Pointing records

start

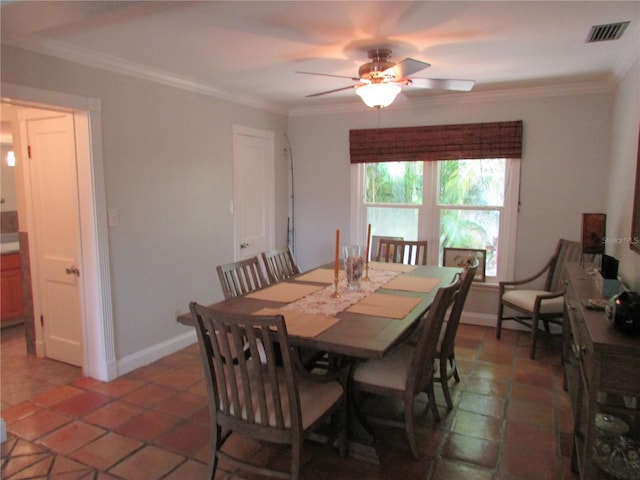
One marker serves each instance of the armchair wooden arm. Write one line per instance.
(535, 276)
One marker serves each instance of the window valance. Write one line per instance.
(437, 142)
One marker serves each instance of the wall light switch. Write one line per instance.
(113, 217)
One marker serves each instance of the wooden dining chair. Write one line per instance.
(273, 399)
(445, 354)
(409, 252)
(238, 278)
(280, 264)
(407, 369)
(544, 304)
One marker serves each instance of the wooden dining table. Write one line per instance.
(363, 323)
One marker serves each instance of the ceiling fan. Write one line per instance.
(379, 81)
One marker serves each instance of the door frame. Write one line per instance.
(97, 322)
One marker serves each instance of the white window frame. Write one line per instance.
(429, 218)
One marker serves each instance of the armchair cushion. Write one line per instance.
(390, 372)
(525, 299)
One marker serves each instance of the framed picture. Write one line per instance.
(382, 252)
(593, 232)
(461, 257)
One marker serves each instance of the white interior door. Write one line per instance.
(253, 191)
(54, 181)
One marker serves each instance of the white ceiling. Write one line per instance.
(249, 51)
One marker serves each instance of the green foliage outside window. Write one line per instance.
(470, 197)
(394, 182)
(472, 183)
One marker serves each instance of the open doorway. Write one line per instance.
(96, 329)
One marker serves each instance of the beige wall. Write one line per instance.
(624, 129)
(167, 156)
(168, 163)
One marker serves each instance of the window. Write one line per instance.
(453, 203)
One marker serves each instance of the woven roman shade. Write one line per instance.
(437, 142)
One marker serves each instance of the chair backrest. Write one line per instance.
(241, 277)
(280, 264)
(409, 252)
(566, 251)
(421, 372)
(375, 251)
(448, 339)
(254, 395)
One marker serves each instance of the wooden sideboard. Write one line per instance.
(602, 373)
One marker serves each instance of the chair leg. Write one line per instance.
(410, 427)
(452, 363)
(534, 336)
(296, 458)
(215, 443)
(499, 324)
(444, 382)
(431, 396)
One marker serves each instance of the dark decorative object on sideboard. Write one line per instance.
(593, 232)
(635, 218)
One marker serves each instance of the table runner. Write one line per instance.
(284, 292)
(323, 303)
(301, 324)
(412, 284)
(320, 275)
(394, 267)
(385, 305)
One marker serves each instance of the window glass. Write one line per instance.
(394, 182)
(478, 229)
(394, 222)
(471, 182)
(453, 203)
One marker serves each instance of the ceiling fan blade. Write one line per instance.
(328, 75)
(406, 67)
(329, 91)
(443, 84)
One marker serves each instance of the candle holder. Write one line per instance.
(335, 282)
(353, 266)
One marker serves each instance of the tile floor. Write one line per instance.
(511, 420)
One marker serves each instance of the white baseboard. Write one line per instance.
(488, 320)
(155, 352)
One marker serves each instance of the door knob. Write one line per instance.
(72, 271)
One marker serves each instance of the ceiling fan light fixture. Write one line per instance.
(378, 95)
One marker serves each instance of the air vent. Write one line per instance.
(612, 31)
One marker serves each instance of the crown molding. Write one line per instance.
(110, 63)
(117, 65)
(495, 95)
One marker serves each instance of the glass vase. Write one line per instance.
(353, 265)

end
start

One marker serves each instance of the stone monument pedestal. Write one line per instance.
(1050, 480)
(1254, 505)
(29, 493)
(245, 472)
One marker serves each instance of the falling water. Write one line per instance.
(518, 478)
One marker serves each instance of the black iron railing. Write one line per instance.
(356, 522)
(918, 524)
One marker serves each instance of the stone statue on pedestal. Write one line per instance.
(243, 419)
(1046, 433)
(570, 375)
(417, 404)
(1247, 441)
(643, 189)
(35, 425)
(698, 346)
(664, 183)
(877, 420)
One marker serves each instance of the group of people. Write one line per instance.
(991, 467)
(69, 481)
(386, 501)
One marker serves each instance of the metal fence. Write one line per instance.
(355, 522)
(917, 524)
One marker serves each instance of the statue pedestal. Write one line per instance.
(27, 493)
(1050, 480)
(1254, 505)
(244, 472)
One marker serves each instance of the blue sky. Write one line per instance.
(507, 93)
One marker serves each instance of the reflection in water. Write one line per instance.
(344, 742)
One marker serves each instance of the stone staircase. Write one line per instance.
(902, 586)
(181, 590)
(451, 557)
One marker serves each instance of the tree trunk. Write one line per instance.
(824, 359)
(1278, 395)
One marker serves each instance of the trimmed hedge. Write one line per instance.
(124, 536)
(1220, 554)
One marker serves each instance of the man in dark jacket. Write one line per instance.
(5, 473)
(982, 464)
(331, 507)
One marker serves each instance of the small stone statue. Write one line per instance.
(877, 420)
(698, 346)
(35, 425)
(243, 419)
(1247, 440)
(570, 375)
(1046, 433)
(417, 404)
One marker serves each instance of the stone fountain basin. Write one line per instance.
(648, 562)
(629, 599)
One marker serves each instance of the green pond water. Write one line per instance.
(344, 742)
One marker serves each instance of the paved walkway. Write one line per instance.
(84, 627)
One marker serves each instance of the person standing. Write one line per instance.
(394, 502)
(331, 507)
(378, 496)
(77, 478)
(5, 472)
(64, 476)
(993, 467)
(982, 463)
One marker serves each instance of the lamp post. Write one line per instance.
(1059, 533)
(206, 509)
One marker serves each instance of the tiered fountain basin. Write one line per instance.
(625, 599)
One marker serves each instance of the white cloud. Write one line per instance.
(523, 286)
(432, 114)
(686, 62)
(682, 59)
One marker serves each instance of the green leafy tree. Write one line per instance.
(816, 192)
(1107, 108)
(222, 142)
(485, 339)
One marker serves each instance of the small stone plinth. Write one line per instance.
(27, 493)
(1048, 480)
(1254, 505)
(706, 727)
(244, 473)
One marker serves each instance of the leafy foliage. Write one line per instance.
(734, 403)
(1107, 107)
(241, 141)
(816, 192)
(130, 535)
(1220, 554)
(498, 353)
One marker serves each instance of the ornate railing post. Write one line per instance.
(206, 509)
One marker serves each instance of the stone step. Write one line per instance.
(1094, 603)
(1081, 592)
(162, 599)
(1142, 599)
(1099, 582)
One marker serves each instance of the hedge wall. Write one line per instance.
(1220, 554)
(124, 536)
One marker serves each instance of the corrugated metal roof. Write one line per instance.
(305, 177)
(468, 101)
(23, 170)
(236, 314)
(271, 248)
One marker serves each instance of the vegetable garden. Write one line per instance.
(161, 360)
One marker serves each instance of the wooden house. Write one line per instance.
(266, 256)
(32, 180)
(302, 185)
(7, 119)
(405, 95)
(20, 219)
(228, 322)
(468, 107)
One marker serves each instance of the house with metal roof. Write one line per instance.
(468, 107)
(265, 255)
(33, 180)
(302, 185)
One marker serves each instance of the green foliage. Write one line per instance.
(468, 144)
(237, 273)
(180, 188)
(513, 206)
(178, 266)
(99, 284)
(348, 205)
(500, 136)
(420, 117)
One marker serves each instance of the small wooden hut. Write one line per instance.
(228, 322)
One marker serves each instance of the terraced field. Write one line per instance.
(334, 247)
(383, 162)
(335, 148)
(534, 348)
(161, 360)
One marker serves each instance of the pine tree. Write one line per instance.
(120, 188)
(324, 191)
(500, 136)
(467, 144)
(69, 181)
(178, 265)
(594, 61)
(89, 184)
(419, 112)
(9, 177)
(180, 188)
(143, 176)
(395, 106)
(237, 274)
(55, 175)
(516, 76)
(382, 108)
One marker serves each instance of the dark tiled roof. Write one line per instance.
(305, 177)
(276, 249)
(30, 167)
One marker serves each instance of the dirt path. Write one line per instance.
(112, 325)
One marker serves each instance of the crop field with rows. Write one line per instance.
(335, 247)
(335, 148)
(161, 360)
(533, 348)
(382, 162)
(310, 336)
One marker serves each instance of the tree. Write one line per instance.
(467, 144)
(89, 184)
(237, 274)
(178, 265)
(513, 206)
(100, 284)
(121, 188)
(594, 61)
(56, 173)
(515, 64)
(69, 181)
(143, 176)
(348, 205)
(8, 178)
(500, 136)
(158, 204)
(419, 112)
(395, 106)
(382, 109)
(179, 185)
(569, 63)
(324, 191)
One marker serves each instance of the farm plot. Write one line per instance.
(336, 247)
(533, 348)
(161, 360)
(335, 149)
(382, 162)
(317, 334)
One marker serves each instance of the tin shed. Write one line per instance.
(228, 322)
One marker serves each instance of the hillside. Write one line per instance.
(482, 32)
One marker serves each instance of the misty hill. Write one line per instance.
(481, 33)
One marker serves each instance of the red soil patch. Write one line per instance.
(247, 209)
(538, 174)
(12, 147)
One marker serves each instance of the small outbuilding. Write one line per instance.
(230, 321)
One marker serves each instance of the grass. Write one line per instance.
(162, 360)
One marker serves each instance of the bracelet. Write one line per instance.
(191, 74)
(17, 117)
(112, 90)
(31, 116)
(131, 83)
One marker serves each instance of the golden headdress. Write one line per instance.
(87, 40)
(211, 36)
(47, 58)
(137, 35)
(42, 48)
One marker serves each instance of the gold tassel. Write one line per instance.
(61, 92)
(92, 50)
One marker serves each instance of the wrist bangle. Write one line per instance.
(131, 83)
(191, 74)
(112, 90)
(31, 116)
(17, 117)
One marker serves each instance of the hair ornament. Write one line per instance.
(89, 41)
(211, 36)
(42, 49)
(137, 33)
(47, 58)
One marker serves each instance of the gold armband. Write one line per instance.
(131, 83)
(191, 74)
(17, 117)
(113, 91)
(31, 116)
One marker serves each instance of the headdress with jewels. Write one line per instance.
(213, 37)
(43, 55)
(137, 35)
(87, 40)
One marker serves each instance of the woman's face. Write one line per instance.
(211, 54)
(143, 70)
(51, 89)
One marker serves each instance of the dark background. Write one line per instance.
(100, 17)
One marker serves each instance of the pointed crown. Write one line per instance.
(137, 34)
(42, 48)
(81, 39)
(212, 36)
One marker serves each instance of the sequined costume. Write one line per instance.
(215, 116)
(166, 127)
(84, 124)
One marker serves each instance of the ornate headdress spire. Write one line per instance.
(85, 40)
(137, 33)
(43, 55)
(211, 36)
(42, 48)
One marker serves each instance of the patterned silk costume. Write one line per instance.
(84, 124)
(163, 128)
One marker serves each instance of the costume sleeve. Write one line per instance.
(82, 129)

end

Select and copy each line of the records that contains the string "dining".

One marker serves each instance of the wooden dining chair. Write one line per instance.
One marker serves each instance of the wooden dining table. Write one line per instance.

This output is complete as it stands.